● TEXT

Apple's senior VP of worldwide marketing Phil Schiller told the Shanghai Evening News in an interview that inexpensive iPhones would "never be the future of Apple products."
Schiller's statement appears to throw cold water on the sources cited in the Journal and Bloomberg reports, both of which provided details on how Apple would produce a low-cost iPhone. They suggested that Apple would ditch the aluminum frame used in the iPhone 5 and switch to polycarbonate, which might be cheaper to manufacture.
The timing of Schiller's comments could also be coincidence, and it's worth noting that the company generally chooses its messages carefully. Schiller is no nube, and has plenty of experience talking to the press. Also, cheap doesn't necessarily mean inexpensive or low-cost. Schiller could have been saying that Apple will never skimp on materials and manufacturing processes to produce cheap(er) goods.

● DATASET ROWS
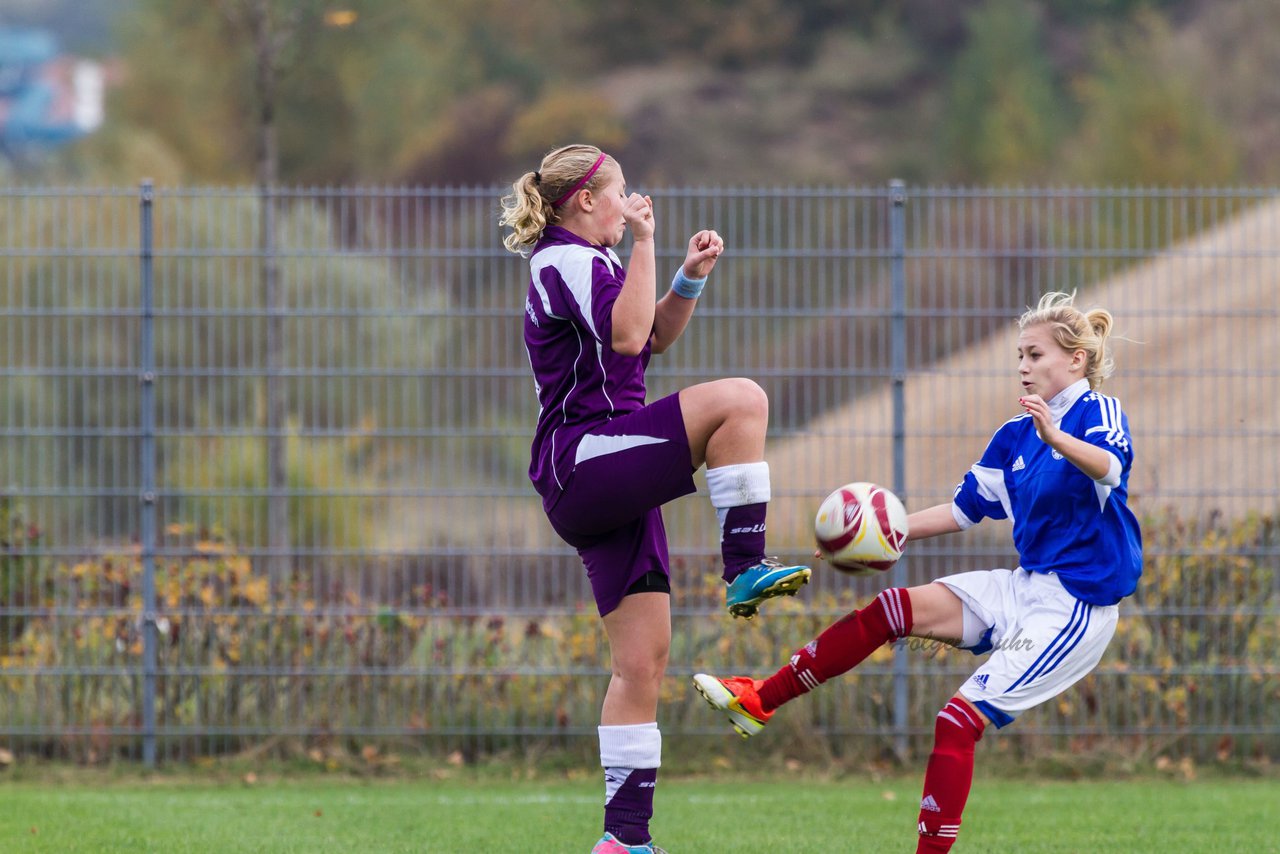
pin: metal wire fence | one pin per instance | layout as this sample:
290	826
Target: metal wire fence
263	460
==
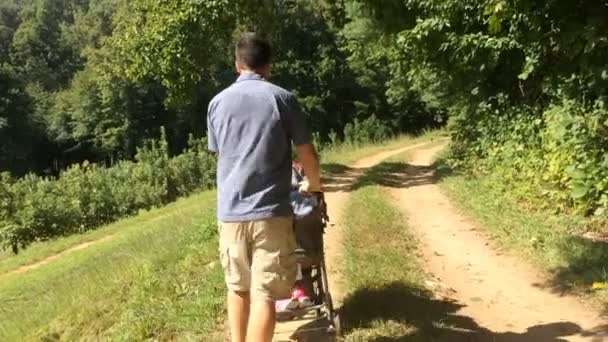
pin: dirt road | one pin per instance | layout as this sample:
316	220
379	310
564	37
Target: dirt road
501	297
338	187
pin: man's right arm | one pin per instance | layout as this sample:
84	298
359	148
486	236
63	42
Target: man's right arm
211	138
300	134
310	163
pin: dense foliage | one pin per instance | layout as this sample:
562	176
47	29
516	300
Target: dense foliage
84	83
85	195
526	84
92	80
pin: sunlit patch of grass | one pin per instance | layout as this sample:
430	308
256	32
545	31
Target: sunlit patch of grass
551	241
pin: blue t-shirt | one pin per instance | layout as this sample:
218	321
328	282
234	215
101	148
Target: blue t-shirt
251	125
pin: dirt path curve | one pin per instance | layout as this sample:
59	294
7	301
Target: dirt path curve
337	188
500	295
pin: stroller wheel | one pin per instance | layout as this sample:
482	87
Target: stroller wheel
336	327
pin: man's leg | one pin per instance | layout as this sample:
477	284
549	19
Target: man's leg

● SET EXERCISE A
In the article on Phil Schiller's iPhone remarks, what material did the reports say Apple might switch to from the iPhone 5's aluminum frame?
● SET EXERCISE B
Go on with the article on Phil Schiller's iPhone remarks, picking up after its final sentence.

● ANSWER A
Polycarbonate.

● ANSWER B
Further, Apple is normally aggressive about maintaining its margins. A low-cost iPhone doesn't necessarily gel with Apple's long-term behavior and strategy regarding entry-level products. Apple admitted the iPad Mini squeezed its margins a bit, even with a price tag that is more than $100 above its closest competitors.
Last, it is important to remember that Apple is always researching and designing new products. Products that reach retail typically go through several generations of design before being finalized. It is possible that the sources cited by the Journal and Bloomberg were exposed to products that are still in the research and design phase that might still be years from reality.
As is always the case with Apple, it doesn't do something until it does it.